▶ EXCERPT PROVIDED:
+++++

Real-time fracture monitoring empowers completion engineers to make decisions during fracturing and immediately see the results of those decisions. This feedback accelerates the learning curve and provides a continuous improvement platform.
Fluid tracking and cloud computing
Real-time completions monitoring options range from low-cost, scalable measurements to high-resolution methods that provide vast data but are often cost-prohibitive. For instance, wellhead pressure gauges are inexpensive and easily installed on every wellhead, but their information is limited to pressure communication at specific times. In contrast, permanently installed fiber-optic cables can provide data from well construction, stimulation and production. However, budgets often preclude multiwell fiber deployment.
Electromagnetic (EM) fluid tracking is one of the recent options for cost-effective completions monitoring. Deep Imaging uses controlled-source EM technology to measure the changes in subsurface resistivity caused by treatment fluid injection. Injection of the hydraulic fracture fluid into the source rock perturbs a generated electrical field causing measurable EM field differences on the surface. As a result, the technology creates a map of fluid movement in each treatment stage or during flowback. It has a relatively small footprint with no impact to operations because it requires neither well intervention nor additives to the fluid or proppant. The technique involves a transmitter and grounded electrodes spaced out over the horizontal portion of the well, not on the well pad.

+++++

▶ RECORDS SHOWN:
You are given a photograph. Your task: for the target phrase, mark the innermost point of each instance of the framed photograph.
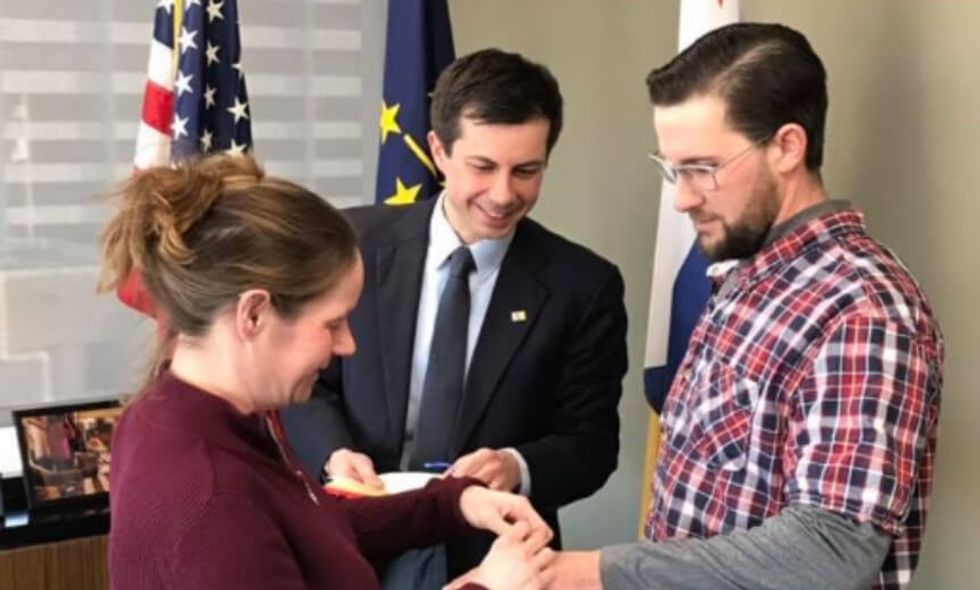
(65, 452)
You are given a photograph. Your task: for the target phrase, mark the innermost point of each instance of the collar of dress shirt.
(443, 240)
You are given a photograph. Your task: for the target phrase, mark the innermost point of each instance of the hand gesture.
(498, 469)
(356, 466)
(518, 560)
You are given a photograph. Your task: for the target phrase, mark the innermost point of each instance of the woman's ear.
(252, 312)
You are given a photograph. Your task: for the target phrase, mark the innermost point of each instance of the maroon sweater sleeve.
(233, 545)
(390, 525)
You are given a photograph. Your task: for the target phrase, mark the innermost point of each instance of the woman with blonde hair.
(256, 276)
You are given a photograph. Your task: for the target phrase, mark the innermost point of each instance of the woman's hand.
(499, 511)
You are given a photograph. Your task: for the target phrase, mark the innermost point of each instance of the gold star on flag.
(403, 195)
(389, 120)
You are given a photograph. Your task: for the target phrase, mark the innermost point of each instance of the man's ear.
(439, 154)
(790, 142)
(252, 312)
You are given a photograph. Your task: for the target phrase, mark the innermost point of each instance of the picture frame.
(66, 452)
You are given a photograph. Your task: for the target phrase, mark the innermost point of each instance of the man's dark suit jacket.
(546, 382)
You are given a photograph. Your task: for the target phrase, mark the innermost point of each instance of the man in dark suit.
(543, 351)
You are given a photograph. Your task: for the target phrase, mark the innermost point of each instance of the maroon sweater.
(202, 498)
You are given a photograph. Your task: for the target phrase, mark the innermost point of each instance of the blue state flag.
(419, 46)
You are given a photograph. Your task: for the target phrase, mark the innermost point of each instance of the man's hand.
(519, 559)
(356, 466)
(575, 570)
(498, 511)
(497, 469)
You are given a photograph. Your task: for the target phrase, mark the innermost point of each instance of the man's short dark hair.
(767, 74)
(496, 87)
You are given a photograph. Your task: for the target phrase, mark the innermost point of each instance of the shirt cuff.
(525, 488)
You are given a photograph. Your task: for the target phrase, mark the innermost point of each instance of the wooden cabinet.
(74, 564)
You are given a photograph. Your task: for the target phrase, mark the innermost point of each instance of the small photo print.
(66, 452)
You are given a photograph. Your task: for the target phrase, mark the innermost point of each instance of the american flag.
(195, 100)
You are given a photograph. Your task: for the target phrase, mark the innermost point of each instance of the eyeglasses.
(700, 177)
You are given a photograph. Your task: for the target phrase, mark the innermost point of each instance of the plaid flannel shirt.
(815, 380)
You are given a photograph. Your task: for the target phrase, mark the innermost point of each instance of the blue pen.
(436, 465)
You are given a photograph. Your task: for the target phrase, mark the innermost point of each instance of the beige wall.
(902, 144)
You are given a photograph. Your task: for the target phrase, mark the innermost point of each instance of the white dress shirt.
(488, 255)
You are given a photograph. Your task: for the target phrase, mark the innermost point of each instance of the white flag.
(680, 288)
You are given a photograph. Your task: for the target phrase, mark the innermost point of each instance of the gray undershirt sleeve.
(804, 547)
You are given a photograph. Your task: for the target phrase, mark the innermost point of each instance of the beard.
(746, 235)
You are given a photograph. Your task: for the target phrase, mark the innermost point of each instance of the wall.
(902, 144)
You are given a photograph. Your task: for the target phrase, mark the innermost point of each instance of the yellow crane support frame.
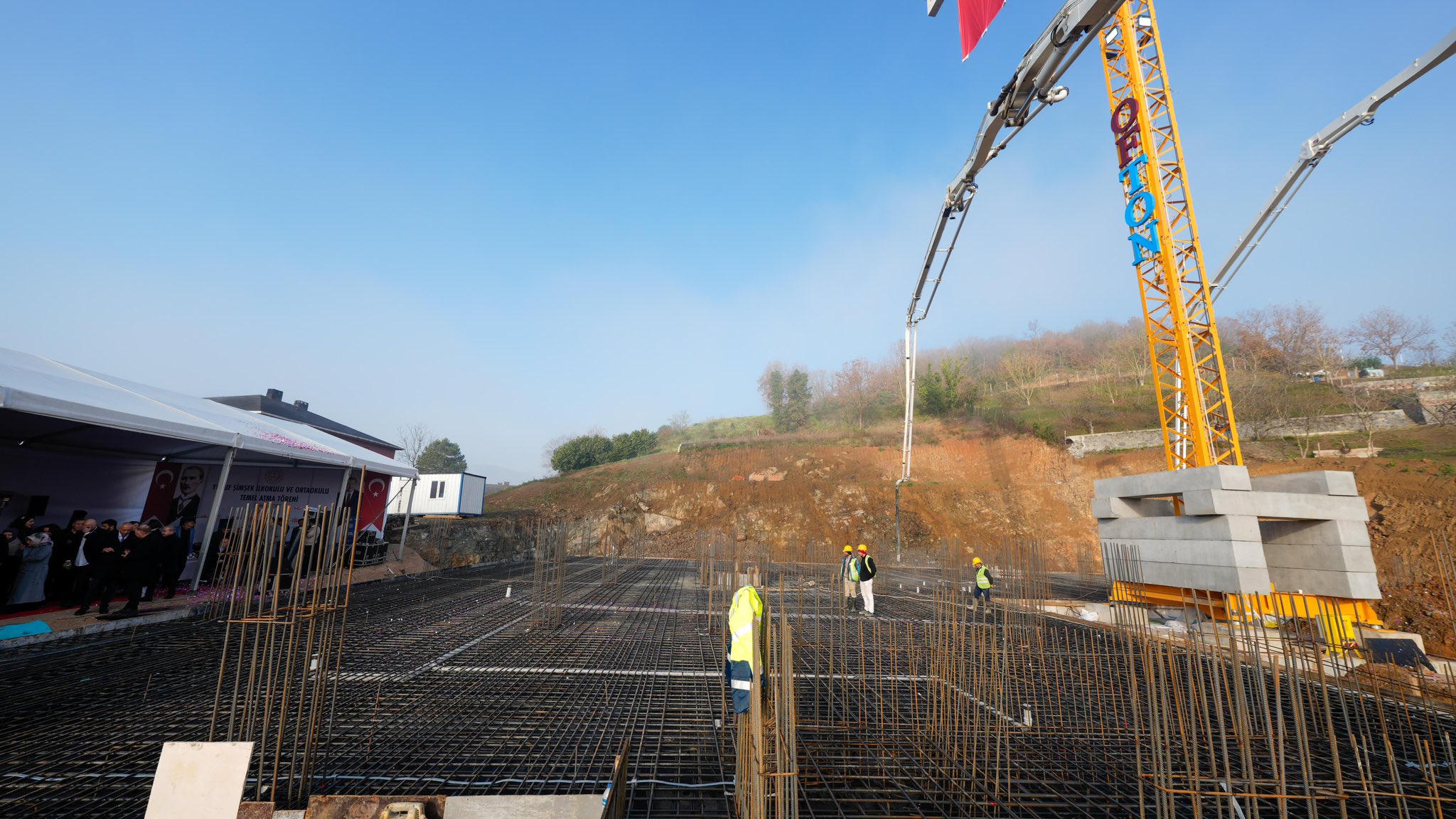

+++++

▶ STUDY QUESTIONS:
- A) In the excerpt on fracture monitoring, what does Deep Imaging use controlled-source EM technology to measure?
- B) Repeat the passage of the fracture monitoring excerpt starting with "Electromagnetic (EM) fluid" and going on through "the well pad.".
The records play no part in what is asked here.

▶ SOLUTION SET:
- A) It measures the changes in subsurface resistivity caused by treatment fluid injection.

- B)
Electromagnetic (EM) fluid tracking is one of the recent options for cost-effective completions monitoring. Deep Imaging uses controlled-source EM technology to measure the changes in subsurface resistivity caused by treatment fluid injection. Injection of the hydraulic fracture fluid into the source rock perturbs a generated electrical field causing measurable EM field differences on the surface. As a result, the technology creates a map of fluid movement in each treatment stage or during flowback. It has a relatively small footprint with no impact to operations because it requires neither well intervention nor additives to the fluid or proppant. The technique involves a transmitter and grounded electrodes spaced out over the horizontal portion of the well, not on the well pad.